* [DIRECTION 1] Locate each line of the records that contains the string "above", matching case exactly, and copy those lines.

* [PASSAGE PROVIDED]
——————————

3. The petitioners who resisted the claim of the landlord-respondents denied either the two premises in question were required by them for their respective business or there was any sub-lease as alleged. On the other hand, they contended as the rent in respect of the two premises was being paid out of the fund of petitioner-5 firm, it was petitioner-5 who was the tenant of the premises. They also contended further that the tenancy in respect of the two premises being one and indivisible, the respondents could not seek their eviction separately and the proceedings for eviction as brought by them separately were not maintainable in view of the provisions of Section 109 of the transferred of Property Act.
4. Though the Courts below rejected the claim of the respondents for eviction on the ground mentioned in Clause (f), they allowed their claim under Clause (h), in both the proceedings. The claim of the respondent in CRP 3975/81 was also allowed under Clause (p) of Sub-section (1) of Section, 21 of the Act in HRC No. 23/1980. Being aggrieved, the tenants have come up in these revisions.
5. The respondents have, however, not filed any revision questioning the legality and correctness of rejection of their claim under Clause (f) of Sub-section (1) of Section 21 of the Act.
6. Mr. S. V. Narasimhan, learned Counsel appearing for the petitioners in both the cases, did not seek to dispute that the requirement of the premises by the respondents in both the cases was reasonable and bonafide, obviously because the two brothers, respondents herein, are presently carrying on their business as partners of the firm City Traders in a rented premises belonging to Sri B. S. Lakshminarayana Setty and are facing threat of eviction. In fact their landlord having brought proceedings for eviction had obtained an order of eviction and the revision filed by them in CRP. No. 1651/78 has been dismissed confirming the order of eviction granting time till 30-6-1981 to give vacant possession. It is also not disputed their petition seeking special leave to appeal has been rejected by the Supreme Court finally on 12-4-1982 and the stay granted has since been vacated. In the circumstances, Mr. Narasimhan is justified in not urging the arguments on the grounds of bonafide and reasonable requirement of the landlords-respondents. He confined his arguments on two grounds urged in the revision petitions.

——————————

* [DIRECTION 2] In the eviction judgment, on what date did the Supreme Court finally reject the respondents' petition seeking special leave to appeal?

——————————

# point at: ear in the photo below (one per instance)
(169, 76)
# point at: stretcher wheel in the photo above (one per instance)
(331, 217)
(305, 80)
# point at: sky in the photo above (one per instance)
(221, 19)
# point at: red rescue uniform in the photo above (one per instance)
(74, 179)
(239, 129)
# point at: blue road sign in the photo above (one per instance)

——————————

* [OUTPUT 1]
# point at: stretcher wheel in the photo above (one per instance)
# point at: sky in the photo above (one per instance)
# point at: red rescue uniform in the photo above (one per instance)
# point at: blue road sign in the photo above (one per instance)

* [OUTPUT 2] 12-4-1982